:: Aufgaben ::
a - Schreibe aus dem Auszug über das Passspiel des VfL Bochum den Teil von „Bemerkenswert ist dann“ bis einschließlich „Bälle vertikal spielt.“ wörtlich ab.
b - Führe den Auszug über das Passspiel des VfL Bochum im Anschluss an seinen letzten Satz weiter.

:: Ausgewählter Auszug ::
== == ==

Bemerkenswert ist dann auch die Offensive: Der VfL Bochum spielt nicht nur die mit Abstand meisten langen Pässe der Liga sondern bringt auch die meisten davon an den Mitspieler (61% – Platz 2: FCSP). Und Bochum spielt auch die meisten Pässe ins Offensivdrittel und bringt dort ebenfalls über 60% zum Mitspieler (nur der HSV ist besser und der FCSP einen Platz dahinter).
Daher ist es nicht verwunderlich, dass der VfL Bochum auch Spitzenreiter der Pass-Kategorie „Progressive Passes“ ist, also die meisten und am erfolgreichsten die Bälle vertikal spielt.
Das können sie auch deshalb, da sie meist relativ wenig Gegnerdruck zu Beginn des Spielaufbaus bekommen – der PPDA gegen Bochum ist mit 15.7 recht deutlich der Höchstwert der Liga.
Hauptgrund für diese guten Quoten und die hohe Anzahl ist Torwart a.k.a Spielmacher Manuel Riemann. Der spielt nämlich unglaubliche 26 lange Pässe pro Spiel und ist damit Spitzenreiter der Liga (der Zweitplatzierte auf dieser Liste spielt im Schnitt 11 (!!!) lange Pässe pro Spiel weniger). Das allein ist schon bemerkenswert, aber wird geradezu wahnwitzig, da er auch eine Passquote von 76% bei langen Bällen hat (Platz 3 in der Liga – knapp 70% seiner Pässe ins Offensivdrittel sind erfolgreich!).

== == ==

(Daten zur Koordinatenbeschriftung)
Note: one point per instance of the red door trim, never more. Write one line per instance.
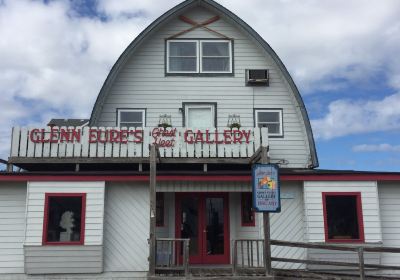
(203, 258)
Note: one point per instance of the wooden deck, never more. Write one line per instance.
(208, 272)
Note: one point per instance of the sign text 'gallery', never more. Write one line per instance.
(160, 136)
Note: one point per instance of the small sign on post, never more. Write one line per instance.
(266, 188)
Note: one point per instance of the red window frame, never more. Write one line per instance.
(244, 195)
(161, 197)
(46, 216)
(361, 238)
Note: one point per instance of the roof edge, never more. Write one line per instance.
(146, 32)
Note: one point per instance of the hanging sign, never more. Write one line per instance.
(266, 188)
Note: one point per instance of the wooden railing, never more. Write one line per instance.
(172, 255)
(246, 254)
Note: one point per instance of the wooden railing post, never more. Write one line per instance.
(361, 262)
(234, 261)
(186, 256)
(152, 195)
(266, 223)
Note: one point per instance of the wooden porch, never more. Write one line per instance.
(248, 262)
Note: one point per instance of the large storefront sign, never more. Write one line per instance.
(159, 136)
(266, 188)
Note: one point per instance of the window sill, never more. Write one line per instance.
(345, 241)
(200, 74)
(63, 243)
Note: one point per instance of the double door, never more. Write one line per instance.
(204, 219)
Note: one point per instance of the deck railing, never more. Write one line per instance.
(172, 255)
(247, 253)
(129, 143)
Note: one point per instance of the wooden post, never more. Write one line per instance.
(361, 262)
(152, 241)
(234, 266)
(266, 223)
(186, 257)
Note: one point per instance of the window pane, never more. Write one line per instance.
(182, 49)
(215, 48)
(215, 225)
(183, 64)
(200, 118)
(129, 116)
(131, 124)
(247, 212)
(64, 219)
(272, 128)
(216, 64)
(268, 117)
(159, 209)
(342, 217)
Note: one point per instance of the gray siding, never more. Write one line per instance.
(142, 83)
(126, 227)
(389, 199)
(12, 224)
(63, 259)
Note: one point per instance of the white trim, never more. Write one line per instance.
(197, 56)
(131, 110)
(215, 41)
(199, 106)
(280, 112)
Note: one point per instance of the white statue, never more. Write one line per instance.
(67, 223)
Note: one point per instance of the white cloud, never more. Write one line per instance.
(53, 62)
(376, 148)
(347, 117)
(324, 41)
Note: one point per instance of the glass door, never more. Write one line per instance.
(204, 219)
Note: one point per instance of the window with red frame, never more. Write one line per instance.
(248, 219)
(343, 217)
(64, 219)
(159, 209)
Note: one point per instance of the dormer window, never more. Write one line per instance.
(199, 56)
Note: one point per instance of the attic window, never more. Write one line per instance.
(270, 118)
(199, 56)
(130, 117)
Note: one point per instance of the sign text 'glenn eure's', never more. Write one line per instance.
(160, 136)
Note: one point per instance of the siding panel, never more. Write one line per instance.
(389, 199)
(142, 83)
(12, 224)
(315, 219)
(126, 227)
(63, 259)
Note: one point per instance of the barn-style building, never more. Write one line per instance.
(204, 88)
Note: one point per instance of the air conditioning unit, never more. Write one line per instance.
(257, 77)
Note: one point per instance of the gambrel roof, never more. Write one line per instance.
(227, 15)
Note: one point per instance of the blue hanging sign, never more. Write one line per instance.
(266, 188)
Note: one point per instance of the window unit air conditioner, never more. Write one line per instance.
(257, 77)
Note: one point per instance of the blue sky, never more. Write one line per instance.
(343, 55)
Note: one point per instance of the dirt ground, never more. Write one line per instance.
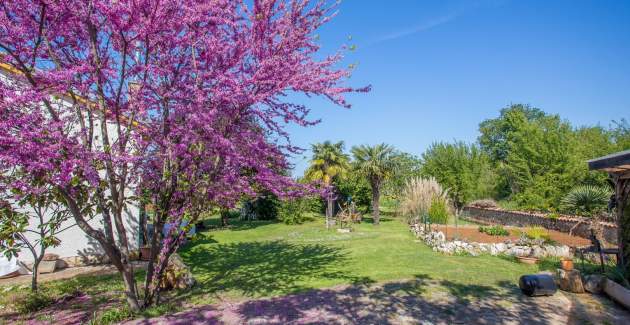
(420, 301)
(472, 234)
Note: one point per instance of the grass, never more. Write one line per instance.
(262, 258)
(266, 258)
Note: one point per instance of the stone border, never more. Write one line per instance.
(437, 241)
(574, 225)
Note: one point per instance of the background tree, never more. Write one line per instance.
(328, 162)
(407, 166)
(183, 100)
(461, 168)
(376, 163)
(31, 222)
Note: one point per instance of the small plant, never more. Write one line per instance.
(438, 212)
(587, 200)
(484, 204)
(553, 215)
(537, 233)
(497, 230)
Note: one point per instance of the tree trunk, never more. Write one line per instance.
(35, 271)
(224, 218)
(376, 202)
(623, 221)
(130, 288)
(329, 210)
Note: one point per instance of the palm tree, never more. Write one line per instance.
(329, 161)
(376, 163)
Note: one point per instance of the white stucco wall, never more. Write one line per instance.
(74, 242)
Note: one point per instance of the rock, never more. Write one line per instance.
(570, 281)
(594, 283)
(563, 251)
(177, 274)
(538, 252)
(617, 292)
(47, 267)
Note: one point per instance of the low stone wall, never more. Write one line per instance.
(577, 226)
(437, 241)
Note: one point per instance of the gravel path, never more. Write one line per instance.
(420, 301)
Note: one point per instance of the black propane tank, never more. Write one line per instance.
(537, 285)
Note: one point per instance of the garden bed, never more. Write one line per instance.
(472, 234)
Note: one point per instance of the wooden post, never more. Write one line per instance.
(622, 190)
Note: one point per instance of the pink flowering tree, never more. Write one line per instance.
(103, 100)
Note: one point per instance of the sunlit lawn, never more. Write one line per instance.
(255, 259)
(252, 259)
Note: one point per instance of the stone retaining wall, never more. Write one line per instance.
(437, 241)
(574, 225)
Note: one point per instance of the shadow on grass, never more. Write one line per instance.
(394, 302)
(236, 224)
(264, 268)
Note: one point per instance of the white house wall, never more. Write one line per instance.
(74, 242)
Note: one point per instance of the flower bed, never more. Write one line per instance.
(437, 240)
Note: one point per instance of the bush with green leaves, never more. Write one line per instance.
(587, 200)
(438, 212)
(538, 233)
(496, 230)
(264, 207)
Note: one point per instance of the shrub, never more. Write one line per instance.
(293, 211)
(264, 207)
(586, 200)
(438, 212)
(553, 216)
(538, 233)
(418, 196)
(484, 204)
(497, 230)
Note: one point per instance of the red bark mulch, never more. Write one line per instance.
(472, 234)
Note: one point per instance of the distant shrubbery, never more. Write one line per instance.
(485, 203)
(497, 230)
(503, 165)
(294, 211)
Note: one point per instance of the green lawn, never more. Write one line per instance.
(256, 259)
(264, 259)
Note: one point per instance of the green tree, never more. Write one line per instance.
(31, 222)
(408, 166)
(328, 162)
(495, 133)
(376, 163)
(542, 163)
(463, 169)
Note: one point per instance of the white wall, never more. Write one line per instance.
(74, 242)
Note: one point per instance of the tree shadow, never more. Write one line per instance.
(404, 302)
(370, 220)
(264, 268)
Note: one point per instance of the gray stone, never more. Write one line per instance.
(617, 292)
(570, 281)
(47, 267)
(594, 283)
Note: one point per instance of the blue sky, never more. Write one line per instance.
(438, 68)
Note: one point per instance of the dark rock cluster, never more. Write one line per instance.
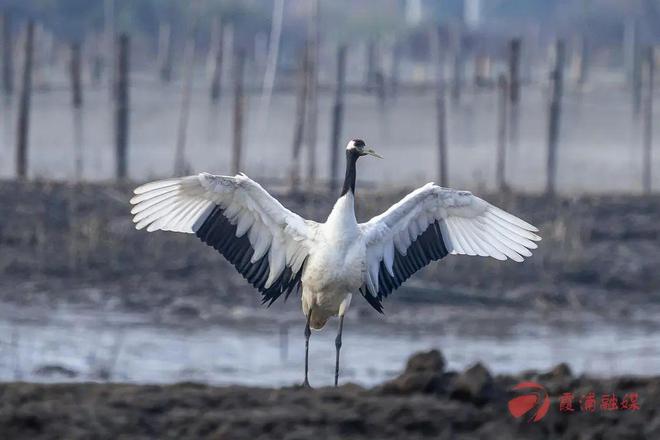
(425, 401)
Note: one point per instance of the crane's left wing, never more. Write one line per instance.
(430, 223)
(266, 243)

== == ==

:: Die Antworten ::
a -
Bemerkenswert ist dann auch die Offensive: Der VfL Bochum spielt nicht nur die mit Abstand meisten langen Pässe der Liga sondern bringt auch die meisten davon an den Mitspieler (61% – Platz 2: FCSP). Und Bochum spielt auch die meisten Pässe ins Offensivdrittel und bringt dort ebenfalls über 60% zum Mitspieler (nur der HSV ist besser und der FCSP einen Platz dahinter).
Daher ist es nicht verwunderlich, dass der VfL Bochum auch Spitzenreiter der Pass-Kategorie „Progressive Passes“ ist, also die meisten und am erfolgreichsten die Bälle vertikal spielt.

b -
Keine Frage: Manuel Riemann ist aus spielerischer Sicht der wohl beste Torhüter der 2.Liga (ja, das geht auch ab und an schief) und mit so einem ballsicheren Torhüter verändert sich das gesamte Spiel eines Teams (ein schönes Portrait zu ihm findet ihr bei einsachtvieracht – Fragen kann er auch präzise beantworten). Übrigens spielen nur vier Spieler des FCSP im Schnitt mehr Pässe pro Spiel als Riemann.
Beim FCSP dürfte es nur zu Änderungen kommen, wenn die Formation verändert wird. Und das ist wohl auszuschließen. Änderungen in der Startelf wird es dann ziemlich sicher am Sonntag geben.
Das wichtigste Duell auf dem Platz könnte zwischen Rico Benatelli und Robert Zulj entstehen. Ebenfalls wird es wichtig sein, dass die Mittelfeldreihe die Außenvertediger von Bochum in den Griff bekommt.
Wenn sich der FC St. Pauli nur auf den Gegner einstellen würde, dann lande ich bei einem 4-4-2 mit Doppel-Sechs (oder einem 4-1-4-1) und ohne Becker und Burgstaller in der Startelf (stattdessen Dittgen und Aremu). Aber Guido musste halt auch erstmal draußen lassen und ein seit einigen Spielen stabiles System sollte nicht einfach so wieder auseinandergefrickelt werden. Gar nicht mal so einfach hier eine Entscheidung zu treffen. Trotzdem: Der FCSP muss eine Antwort auf die offensiven Außenverteidiger des VfL Bochum finden.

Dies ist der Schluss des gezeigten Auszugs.